*THE TASK*
Write out all of the records precisely. Skip anything that is a picture.
>> START
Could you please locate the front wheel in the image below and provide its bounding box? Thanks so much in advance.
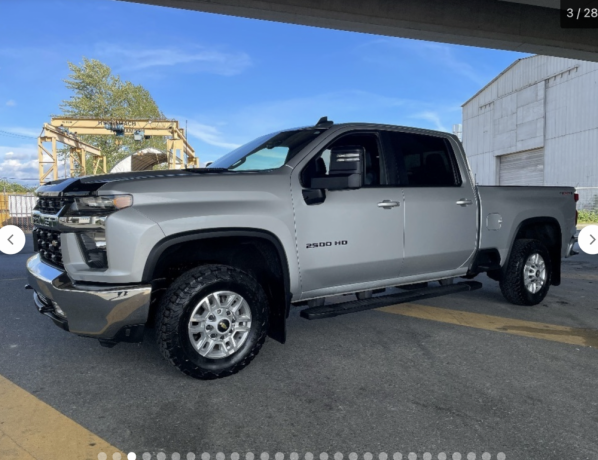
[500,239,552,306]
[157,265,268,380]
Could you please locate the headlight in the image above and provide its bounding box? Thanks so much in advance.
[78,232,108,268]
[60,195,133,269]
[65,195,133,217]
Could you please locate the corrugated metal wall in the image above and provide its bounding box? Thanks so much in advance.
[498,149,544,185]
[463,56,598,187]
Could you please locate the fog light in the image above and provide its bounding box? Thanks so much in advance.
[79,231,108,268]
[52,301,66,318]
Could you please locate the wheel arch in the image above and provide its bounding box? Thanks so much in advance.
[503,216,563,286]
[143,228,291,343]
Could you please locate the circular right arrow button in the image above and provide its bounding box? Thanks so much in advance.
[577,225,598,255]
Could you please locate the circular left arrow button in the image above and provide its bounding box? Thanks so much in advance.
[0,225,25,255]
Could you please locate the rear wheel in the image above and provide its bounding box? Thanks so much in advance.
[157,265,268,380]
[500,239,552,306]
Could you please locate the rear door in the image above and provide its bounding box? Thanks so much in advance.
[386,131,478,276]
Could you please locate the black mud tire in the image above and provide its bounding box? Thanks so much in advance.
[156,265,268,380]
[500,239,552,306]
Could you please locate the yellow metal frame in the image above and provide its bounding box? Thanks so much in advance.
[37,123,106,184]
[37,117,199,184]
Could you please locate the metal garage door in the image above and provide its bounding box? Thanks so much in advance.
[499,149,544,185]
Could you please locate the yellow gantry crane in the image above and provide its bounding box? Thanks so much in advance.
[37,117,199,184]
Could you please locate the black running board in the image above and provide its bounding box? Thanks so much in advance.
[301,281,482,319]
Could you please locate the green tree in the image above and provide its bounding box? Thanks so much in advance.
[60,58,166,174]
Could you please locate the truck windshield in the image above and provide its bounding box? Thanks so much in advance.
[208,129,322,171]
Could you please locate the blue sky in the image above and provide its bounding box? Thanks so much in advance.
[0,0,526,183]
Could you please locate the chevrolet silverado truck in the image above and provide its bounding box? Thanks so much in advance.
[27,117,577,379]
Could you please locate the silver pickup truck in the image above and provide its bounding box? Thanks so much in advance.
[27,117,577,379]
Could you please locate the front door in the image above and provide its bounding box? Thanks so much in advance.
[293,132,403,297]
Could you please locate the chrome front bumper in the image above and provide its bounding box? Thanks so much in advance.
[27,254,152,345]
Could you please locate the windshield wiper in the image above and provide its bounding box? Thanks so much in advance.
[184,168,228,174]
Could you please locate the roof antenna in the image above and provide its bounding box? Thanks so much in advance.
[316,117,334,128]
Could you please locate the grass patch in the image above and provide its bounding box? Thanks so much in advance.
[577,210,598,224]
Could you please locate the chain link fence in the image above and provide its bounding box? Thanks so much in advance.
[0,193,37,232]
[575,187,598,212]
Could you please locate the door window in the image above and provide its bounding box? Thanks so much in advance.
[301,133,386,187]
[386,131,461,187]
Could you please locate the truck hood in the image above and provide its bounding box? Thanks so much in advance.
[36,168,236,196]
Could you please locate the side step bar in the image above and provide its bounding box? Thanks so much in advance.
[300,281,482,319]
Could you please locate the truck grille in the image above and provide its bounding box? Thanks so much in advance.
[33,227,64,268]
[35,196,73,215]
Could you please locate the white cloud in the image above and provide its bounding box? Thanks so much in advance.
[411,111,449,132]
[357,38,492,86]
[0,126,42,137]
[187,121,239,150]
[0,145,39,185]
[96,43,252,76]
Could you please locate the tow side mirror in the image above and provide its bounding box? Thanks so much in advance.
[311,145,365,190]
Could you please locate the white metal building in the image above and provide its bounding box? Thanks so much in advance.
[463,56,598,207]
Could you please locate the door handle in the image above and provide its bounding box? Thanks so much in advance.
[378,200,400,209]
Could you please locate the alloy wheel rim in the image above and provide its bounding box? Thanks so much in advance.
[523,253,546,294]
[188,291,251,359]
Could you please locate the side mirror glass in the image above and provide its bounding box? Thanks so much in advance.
>> END
*PROBLEM SOLUTION*
Could you please locate the front wheel in the image below and provide its bounding box? Thanks so much in advance.
[500,239,552,306]
[157,265,268,380]
Could you please locate the headlight in the image above and provide its bounding box? Thanks so much in advance.
[78,232,108,268]
[60,195,133,269]
[65,195,133,217]
Could you please locate the corrugated metal wall in the image above and provide its bounding box? Thanks so much in advance.
[498,149,544,185]
[463,56,598,187]
Could you please locate the fog light in the image above and provide its bounding box? Thanks so much in advance.
[79,231,108,268]
[52,301,66,318]
Could you please locate the wheel arch in the image above and provide its bounding box? Thanks so much in advance.
[503,216,563,286]
[143,228,291,343]
Could you please locate the circular right arrow button in the image above and provide its bounding box? Thanks so much in advance.
[577,225,598,255]
Could you please locate the circular left arrow button in the image above and provide its bounding box? Thanks so much in advance.
[0,225,25,255]
Could you please locate the rear wheel in the image above and provide its bounding box? Thanks so much in advance.
[157,265,268,380]
[500,239,552,306]
Could you please locate the rear door in the image above and provide its bounding box? Thanks so much in advance.
[386,131,478,276]
Could you please locate the black mud tire in the image above and provide its bounding box? Thanks so much in advance.
[156,265,268,380]
[500,239,552,306]
Could you please locate the yellow metal frame in the image above and provide its bounding box? Thanks so much in advance.
[37,123,106,184]
[37,117,199,184]
Could you please locate the metal garage door in the image above and provide its bounding box? Thanks so much in advance.
[499,149,544,185]
Could you please locate the yellow gantry crane in the image above and provide its bounding box? Thanks so much in advance.
[37,117,199,184]
Could you please locate the black running board in the image above and provide its bounding box? Thanks so much in advance.
[301,281,482,319]
Could you please locate the green tree in the image above and provide its bounding box? Thanks so much in advance.
[60,58,166,174]
Could you please locate the truck windshield in the image above and provide its bounding box? Thanks so much in advance.
[208,129,322,171]
Could you please locate the blue sky in the image above and provide its bounding box? Thanks so much in advance.
[0,0,526,183]
Could you please locate the chevrolet silverado truck in the image above and provide its bounding box? Thanks so much in advance.
[27,117,577,379]
Could you please locate the silver pickup truck in the image above and provide its bounding box? Thanks so much in advance.
[27,117,577,379]
Could you please locate the front door in the image above and provide its bounding box? Thanks so much in advance.
[293,132,403,297]
Could you please locate the chrome front bumper in the image above and provide its bounding box? Thanks so much in advance.
[27,254,152,345]
Could you please locate the windshield wiper in the image above and provide its bounding box? Thanks so much in advance.
[184,168,228,174]
Could you please locate the roof antenna in the image above and provide its bounding box? Thanks so much in advance.
[316,117,334,128]
Could you please locate the grass patch in the image above and provide its bounding box? Thanks so much in advance.
[577,210,598,224]
Could you please locate the chain link fence in the image above and provide its bounding box? Thanks so much in advance.
[0,193,37,232]
[575,187,598,212]
Could you please locate the door window in the image above and provide its bounding box? Thanks so much in advance.
[301,133,386,187]
[386,131,461,187]
Could you please locate the truck hood in the image above and provide its bounding box? Thanks so much in advance.
[36,168,236,196]
Could you please locate the side step bar in the image above and provide its bounding box? Thanks so much in advance.
[300,281,482,319]
Could you please locate the truck grille in the image above and provide its bounding box? Thanks so much in advance.
[33,227,64,268]
[35,196,73,215]
Could you please locate the white cloud in the image above and provide its bounding box? Thanks so much in advance.
[411,111,449,132]
[357,38,492,86]
[0,126,42,137]
[187,121,239,150]
[0,145,39,185]
[96,43,252,76]
Could you please locate the tow side mirror in the image above and provide its bounding box? Thanks so much in advance.
[311,145,365,190]
Could you please locate the white metal building in the image above and provide its bounding box? Thanks so much in advance.
[463,56,598,207]
Could you please locate the door handle in the image above and provide its bounding box? Thanks so much in advance.
[378,200,400,209]
Could you please locate the alloy wheel rim in the image above and provide its bounding box? Thanks so much in advance.
[523,253,546,294]
[188,291,251,359]
Could you please locate the side mirror glass in the image above and provide its bounding box? Thanks so much in advance.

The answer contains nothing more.